- Problem details
All of the records listed below should be retyped exactly.

Records drawn from a dataset
---+---
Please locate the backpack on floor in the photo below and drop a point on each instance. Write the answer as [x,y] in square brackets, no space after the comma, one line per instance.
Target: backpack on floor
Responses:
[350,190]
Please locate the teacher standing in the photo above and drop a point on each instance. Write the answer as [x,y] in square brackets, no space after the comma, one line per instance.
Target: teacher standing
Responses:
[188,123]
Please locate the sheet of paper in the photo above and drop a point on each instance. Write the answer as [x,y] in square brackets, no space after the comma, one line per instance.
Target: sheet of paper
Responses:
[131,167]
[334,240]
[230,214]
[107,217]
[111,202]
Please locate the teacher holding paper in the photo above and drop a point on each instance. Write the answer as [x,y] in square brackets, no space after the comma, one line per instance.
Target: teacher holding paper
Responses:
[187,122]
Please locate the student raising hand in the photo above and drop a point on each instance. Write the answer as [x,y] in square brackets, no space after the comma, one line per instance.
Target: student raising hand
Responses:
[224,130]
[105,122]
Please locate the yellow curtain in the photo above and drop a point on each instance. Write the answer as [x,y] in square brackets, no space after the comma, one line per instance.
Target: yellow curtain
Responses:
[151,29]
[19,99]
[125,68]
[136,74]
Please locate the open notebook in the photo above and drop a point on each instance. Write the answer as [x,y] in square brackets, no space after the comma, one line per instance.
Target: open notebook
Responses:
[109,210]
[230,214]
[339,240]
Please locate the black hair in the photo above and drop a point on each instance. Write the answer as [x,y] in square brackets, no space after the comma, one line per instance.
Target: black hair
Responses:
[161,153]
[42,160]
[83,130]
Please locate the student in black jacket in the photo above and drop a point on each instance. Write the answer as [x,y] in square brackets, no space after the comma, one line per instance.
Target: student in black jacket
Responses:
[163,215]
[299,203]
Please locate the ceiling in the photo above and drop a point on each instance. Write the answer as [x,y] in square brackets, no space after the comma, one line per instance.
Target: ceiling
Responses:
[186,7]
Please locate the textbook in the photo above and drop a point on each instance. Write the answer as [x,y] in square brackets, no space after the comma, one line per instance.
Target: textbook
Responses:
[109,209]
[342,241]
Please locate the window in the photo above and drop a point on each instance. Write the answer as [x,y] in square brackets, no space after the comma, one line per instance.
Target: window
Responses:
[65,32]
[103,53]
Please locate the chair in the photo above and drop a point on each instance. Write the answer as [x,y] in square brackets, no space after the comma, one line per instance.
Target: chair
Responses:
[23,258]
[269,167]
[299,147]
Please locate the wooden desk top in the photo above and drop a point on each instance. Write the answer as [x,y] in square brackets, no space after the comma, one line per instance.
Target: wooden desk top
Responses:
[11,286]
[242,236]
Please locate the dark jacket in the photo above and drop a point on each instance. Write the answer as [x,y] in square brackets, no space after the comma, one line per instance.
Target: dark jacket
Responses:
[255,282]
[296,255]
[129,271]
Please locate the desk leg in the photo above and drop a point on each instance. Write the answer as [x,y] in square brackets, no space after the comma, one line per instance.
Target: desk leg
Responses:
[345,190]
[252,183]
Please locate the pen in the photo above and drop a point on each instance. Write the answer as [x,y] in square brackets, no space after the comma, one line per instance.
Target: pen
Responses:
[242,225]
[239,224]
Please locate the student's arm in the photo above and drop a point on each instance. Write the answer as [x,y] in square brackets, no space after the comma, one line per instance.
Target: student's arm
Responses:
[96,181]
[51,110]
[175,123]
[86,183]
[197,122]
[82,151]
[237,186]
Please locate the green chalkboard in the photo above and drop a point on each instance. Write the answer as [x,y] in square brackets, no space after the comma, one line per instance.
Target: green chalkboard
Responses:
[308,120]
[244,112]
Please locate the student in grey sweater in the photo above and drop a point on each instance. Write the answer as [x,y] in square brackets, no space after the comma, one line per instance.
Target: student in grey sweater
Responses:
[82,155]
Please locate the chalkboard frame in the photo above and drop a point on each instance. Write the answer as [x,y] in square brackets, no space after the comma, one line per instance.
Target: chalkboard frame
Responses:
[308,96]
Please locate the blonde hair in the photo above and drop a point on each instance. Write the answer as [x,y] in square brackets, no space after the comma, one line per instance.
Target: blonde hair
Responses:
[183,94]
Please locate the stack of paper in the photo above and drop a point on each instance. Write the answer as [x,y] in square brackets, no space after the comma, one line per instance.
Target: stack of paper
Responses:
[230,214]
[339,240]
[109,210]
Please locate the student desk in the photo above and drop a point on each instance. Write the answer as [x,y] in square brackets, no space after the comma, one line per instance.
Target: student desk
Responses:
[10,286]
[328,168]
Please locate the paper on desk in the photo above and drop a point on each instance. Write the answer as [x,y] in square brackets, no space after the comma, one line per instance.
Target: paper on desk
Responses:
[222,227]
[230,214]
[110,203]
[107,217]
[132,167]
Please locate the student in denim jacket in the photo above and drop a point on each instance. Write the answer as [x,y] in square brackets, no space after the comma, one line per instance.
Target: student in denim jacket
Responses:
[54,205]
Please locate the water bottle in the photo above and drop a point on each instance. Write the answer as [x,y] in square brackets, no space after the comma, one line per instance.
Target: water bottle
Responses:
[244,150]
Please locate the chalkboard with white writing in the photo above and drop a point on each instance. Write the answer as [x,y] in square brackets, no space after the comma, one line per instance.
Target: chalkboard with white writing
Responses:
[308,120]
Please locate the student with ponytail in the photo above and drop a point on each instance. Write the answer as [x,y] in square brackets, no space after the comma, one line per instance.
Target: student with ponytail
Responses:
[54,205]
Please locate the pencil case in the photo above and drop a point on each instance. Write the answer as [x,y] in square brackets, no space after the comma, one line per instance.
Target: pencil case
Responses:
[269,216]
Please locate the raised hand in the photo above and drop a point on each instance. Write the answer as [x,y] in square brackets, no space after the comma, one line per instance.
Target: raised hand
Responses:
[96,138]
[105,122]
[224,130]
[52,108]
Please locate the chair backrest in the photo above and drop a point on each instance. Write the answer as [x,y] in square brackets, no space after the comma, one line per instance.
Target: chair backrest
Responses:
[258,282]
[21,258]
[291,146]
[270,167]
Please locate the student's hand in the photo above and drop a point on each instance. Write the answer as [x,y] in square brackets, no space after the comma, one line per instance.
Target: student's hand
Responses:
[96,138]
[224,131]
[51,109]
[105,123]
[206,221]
---+---
- Worked solution
Please locate the backpack on floor in the photo below and drop a point on each instance. Write the answer as [x,y] in square brackets, no space after the comma, one line per instance.
Target: backpack on floor
Responses:
[350,190]
Please locate the teacher standing in the photo above and drop a point on each instance. Write the answer as [x,y] in square brackets, no space after the comma, one line per instance.
Target: teacher standing
Responses:
[188,123]
Please locate the sheet of paper in the photo above and drop a point on each instance. Write the answer as [x,y] in square brackets, no space after the comma, one line per instance.
Target: sheet of paper
Responses:
[131,167]
[334,240]
[230,214]
[107,217]
[111,202]
Please locate the teacher holding paper in the photo above and drop a point on each instance. Write the answer as [x,y] in square brackets, no space after the comma, one line per instance.
Target: teacher holding paper
Responses:
[187,122]
Please locate the student raising hand in the photo above and drop a point on each instance. Write the answer as [x,y] in square brackets, no space after the comma, one line per instance.
Target: student raising hand
Responses:
[224,130]
[105,122]
Please locate the yellow curtain in the photo above and drop a point on each instance. Write the answer as [x,y] in square brackets, no space after the comma, one line per instance.
Target: yellow curtain
Responses:
[151,29]
[19,99]
[125,68]
[136,74]
Please locate the open notebook in the photo above and drop a point on each instance. Write the answer as [x,y] in square brackets, no space after the comma, one line per instance.
Target: open notebook
Responses:
[109,210]
[230,214]
[339,240]
Please locate the black hair in the photo above and drop a point on each instance. Write the answer as [x,y] in square brackets, no space after the comma, one line per instance.
Target: black hair
Responses:
[161,153]
[42,160]
[83,130]
Please locate the student in black jacket in the photo above and drop a point on each instance. Write the answer as [x,y] in square brackets, no space after the comma, one line per instance.
Target: student in black jacket
Responses:
[163,215]
[299,203]
Please locate the ceiling in the photo above and drop a point on each instance. Write the answer as [x,y] in square brackets, no space after the comma, one line per instance.
Target: ceiling
Responses:
[186,7]
Please locate the textbook in the photo above and drop a point on each instance. Write the answer as [x,y] in square brackets, no space after the comma, one line per instance.
Target: textbook
Responses:
[109,209]
[342,241]
Please locate the window in the photo above and drop a point on each instance. Write the answer as [x,y] in square brackets, no space after the comma, one line per instance.
Target: window
Responses:
[65,32]
[103,53]
Please locate the chair in the photo above and drop a point on each instance. Write the answer as [x,y] in square brackets, no space after the comma, one line per instance.
Target: chair
Responses:
[23,258]
[269,167]
[299,147]
Please locate the wooden desk top in the photo above and drop a point on each instance. Write the answer as [x,y] in square brackets, no space after the comma, one line per instance.
Target: wooden desk top
Responses:
[11,286]
[242,236]
Please locate the dark jacket in the photo above and drop a point on each instance. Write the answer as [x,y] in square brackets, no space after the comma, one line per instance.
Target: dark jacket
Responses:
[255,282]
[296,255]
[129,271]
Please locate the desk leg in the photo above and drop a point on each instance. Write the answer as [x,y] in square brackets, no space after the comma, one line per instance.
Target: desk leg
Responses:
[345,190]
[252,183]
Please locate the pen in the photo above and drop a point on each instance. Write the answer as [x,y] in square brackets, no space after the comma, one line per instance.
Target: pen
Responses:
[242,225]
[239,224]
Please locate the student's arm in the photo above and drop a point on each instance. Write the answer as [x,y] in square brackets, no space after the comma, one line per instance.
Target: student's arm
Responses:
[96,181]
[51,110]
[175,123]
[86,183]
[197,122]
[82,151]
[237,186]
Please locate the green chalkboard in the photo above and drop a point on each instance. Write the answer as [x,y] in square brackets, no space after the comma, one line per instance.
Target: green chalkboard
Responses:
[308,120]
[244,112]
Please locate the student in grey sweater in the photo above and drop a point on each instance. Write the answer as [x,y] in square brackets, no space after the comma, one line per instance.
Target: student in grey sweater
Responses:
[82,155]
Please locate the chalkboard frame in the photo above and drop a point on each instance. Write the answer as [x,y] in square brackets, no space after the comma, one line per instance.
Target: chalkboard frame
Responses:
[308,96]
Please locate the blonde hair in the photo above and drop a point on each instance. Write the answer as [x,y] in square brackets, no space after the comma, one line per instance.
Target: blonde hair
Responses:
[183,94]
Please locate the stack of paper in the photo above and drop a point on each instance. Write the answer as [x,y] in square brackets, no space after the comma, one line per instance.
Target: stack of paper
Responses:
[230,214]
[339,240]
[109,210]
Please locate the student desk in the photo above and drop a point on each instance. Write the answer as [x,y] in square brackets, no space after the comma, one line per instance.
Target: student desk
Responses:
[10,286]
[328,168]
Please locate the paper on desk in the photo above and drop a point on each instance. Write the answer as [x,y] in square brackets, no space after the comma, one line per instance.
Target: paper on desk
Responses:
[222,227]
[230,214]
[110,203]
[107,217]
[132,167]
Please locate the student in denim jacket in the photo above and drop a point on each instance. Write the answer as [x,y] in square brackets, no space after the comma, one line per instance.
Target: student in denim jacket
Responses:
[54,205]
Please locate the water bottle in the photo above and drop a point on each instance. Write the answer as [x,y] in square brackets, no space after the comma, one line per instance.
Target: water bottle
Responses:
[244,150]
Please locate the chalkboard with white writing in the photo above and drop a point on each instance. Write the answer as [x,y] in square brackets, no space after the comma, one line per instance.
Target: chalkboard with white writing
Responses:
[308,120]
Please locate the student with ponytail in the photo above and drop a point on each instance. Write the answer as [x,y] in square brackets, no space after the comma, one line per instance.
Target: student with ponytail
Responses:
[54,205]
Please locate the pencil case in the photo above and drop a point on each instance. Write the answer as [x,y] in square brackets, no space after the comma, one line per instance.
Target: pencil case
Responses:
[269,216]
Please locate the raised hand in the photo above and drop a point on each instance. Write the answer as [x,y] in square brackets, no space after the comma, one line per instance.
Target: raised hand
Responses:
[96,138]
[105,122]
[224,130]
[52,108]
Please locate the chair backrest in the photo above and drop a point on each instance. Write the answer as [x,y] in square brackets, no space after the comma, one line per instance.
Target: chair backrest
Responses:
[258,282]
[21,258]
[291,146]
[270,167]
Please locate the student's hand in the photo above and drop a point on each instance. Write the answer as [x,y] in square brackets, no space after the comma, one line per instance.
Target: student's hand
Responses:
[96,138]
[224,131]
[51,109]
[105,123]
[206,221]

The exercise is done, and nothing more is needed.